**Supplied entries**
━━━━━━━━
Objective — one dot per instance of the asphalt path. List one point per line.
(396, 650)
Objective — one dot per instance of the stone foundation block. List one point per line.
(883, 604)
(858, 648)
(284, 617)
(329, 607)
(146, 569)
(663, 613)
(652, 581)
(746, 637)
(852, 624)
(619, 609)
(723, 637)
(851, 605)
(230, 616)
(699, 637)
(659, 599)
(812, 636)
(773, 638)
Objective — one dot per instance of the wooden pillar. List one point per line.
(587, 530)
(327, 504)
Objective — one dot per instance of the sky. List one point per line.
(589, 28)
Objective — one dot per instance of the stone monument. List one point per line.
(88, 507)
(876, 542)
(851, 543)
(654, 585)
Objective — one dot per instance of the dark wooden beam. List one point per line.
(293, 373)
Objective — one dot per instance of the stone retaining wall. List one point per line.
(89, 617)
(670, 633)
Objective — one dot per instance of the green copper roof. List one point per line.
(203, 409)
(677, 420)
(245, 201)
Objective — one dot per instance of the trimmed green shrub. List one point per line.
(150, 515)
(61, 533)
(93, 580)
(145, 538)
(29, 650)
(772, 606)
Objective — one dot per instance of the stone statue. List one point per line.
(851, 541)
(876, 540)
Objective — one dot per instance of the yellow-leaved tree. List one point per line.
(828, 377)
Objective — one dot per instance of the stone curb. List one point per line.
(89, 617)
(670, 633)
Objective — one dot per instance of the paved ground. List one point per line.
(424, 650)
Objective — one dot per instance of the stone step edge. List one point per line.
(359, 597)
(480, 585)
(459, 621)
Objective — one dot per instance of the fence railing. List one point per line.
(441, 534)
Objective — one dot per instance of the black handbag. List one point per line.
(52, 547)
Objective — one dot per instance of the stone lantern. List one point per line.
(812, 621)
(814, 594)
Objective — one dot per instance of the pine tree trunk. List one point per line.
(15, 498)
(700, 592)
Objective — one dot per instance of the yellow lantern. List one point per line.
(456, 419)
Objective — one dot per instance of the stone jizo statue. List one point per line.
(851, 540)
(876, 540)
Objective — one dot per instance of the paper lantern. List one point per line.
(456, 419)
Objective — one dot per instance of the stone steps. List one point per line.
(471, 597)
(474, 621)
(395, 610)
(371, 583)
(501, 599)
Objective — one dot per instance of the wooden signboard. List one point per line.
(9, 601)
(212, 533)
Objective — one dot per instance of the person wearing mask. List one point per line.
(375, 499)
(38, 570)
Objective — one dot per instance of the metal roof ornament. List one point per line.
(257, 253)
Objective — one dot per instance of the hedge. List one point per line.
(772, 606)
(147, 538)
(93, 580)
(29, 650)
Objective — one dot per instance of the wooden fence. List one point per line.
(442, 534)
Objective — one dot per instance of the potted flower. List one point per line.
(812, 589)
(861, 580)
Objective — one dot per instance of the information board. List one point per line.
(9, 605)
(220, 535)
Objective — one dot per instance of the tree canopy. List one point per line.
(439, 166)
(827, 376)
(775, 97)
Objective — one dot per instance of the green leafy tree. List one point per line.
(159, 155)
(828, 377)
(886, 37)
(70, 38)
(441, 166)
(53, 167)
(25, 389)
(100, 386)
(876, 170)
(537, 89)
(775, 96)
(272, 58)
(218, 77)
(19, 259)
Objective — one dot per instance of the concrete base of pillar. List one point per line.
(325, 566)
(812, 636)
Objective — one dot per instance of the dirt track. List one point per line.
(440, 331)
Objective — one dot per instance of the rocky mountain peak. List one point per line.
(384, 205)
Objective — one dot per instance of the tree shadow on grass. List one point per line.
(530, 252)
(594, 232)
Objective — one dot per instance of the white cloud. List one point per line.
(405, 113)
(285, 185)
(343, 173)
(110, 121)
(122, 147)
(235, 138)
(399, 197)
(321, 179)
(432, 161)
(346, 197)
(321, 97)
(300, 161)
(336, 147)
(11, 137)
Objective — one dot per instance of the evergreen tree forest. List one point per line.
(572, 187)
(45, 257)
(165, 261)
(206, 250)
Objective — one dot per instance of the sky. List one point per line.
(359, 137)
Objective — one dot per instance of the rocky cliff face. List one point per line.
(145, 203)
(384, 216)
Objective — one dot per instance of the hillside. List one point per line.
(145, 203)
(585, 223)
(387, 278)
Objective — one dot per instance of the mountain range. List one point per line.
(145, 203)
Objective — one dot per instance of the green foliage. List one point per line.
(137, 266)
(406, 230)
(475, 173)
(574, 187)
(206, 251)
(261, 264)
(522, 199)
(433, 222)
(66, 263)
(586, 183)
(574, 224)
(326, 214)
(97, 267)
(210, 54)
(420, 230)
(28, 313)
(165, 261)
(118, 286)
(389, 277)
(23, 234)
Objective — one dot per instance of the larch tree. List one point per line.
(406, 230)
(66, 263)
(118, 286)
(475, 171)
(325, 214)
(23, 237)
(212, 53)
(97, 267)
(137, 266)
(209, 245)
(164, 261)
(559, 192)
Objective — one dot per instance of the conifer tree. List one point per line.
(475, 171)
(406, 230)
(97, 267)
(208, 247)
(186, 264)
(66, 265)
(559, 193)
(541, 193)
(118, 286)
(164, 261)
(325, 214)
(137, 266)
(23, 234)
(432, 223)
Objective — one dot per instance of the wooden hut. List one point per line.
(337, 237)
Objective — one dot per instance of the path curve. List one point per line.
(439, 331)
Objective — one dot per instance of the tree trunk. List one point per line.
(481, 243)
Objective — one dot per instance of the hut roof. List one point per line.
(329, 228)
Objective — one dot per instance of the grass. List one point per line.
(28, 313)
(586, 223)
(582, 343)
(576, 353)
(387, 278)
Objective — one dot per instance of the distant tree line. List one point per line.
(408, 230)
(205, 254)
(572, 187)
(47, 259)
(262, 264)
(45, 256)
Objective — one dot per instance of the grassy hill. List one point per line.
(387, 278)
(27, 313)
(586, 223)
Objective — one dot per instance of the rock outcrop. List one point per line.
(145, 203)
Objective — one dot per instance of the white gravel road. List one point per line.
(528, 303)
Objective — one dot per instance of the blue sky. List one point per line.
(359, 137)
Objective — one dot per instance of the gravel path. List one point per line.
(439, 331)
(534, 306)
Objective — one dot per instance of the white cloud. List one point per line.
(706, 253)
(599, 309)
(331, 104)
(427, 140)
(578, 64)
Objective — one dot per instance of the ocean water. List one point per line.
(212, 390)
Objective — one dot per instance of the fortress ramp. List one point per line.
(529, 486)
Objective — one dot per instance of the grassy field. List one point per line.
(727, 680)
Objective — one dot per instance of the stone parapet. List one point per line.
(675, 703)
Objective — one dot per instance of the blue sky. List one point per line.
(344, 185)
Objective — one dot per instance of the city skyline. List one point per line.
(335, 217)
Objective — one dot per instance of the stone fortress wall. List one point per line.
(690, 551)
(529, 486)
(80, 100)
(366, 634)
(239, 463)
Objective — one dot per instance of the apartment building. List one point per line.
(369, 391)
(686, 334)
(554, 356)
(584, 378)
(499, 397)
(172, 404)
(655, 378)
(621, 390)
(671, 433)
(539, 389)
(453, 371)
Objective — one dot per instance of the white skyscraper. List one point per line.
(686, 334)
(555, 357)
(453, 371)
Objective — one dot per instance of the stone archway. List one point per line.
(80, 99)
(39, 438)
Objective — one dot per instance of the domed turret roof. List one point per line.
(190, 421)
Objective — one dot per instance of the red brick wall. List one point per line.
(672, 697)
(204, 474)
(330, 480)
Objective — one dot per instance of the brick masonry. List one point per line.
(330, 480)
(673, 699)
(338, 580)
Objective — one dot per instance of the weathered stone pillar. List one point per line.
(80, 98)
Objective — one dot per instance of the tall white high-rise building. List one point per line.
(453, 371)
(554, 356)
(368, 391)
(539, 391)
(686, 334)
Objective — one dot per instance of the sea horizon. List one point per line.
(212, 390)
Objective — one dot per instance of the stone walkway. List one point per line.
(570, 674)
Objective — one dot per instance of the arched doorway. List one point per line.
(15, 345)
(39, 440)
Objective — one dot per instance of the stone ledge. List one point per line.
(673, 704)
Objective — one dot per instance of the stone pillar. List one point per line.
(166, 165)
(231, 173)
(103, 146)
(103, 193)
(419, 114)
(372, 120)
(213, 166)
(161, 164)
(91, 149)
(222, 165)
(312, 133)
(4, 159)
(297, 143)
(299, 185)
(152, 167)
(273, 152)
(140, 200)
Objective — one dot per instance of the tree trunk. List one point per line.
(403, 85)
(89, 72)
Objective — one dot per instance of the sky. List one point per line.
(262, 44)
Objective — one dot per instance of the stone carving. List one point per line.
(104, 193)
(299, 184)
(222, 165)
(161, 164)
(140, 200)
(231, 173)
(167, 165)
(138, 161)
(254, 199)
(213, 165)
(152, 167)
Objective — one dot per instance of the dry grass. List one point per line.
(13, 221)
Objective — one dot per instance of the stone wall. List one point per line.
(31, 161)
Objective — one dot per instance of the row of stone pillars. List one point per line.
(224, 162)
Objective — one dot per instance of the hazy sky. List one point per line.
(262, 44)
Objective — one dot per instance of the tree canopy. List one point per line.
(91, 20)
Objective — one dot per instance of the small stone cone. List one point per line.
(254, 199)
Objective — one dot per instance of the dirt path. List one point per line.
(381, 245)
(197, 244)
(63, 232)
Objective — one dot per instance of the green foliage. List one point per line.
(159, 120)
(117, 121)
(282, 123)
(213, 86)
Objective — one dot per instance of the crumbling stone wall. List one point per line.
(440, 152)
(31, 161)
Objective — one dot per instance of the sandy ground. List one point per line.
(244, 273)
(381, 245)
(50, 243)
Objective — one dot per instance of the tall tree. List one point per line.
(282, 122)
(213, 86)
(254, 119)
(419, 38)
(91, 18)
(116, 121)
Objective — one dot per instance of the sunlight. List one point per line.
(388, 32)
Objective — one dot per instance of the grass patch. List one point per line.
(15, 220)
━━━━━━━━
**Instructions for the task**
Rewrite the lines from the one containing "Objective — one dot per instance of the dirt path." through the end of the items, inclusive, as a Markdown table with the columns No. and Text, giving each line a numbered row and leaving out blank lines.

**Output of the exercise**
| No. | Text |
|---|---|
| 1 | Objective — one dot per instance of the dirt path. List one point per line. |
| 2 | (381, 245) |
| 3 | (197, 244) |
| 4 | (63, 232) |
| 5 | Objective — one dot per instance of the green foliage. List one point per line. |
| 6 | (159, 120) |
| 7 | (117, 121) |
| 8 | (282, 123) |
| 9 | (213, 86) |
| 10 | Objective — one dot per instance of the crumbling stone wall. List one point per line. |
| 11 | (440, 152) |
| 12 | (31, 161) |
| 13 | Objective — one dot per instance of the sandy ground. List one point per line. |
| 14 | (244, 273) |
| 15 | (381, 245) |
| 16 | (50, 243) |
| 17 | Objective — one dot per instance of the tall tree. List one point per line. |
| 18 | (282, 122) |
| 19 | (213, 86) |
| 20 | (254, 119) |
| 21 | (419, 38) |
| 22 | (91, 18) |
| 23 | (116, 121) |
| 24 | Objective — one dot per instance of the sunlight. List one point per line. |
| 25 | (388, 32) |
| 26 | Objective — one dot per instance of the grass patch. List one point per line. |
| 27 | (15, 220) |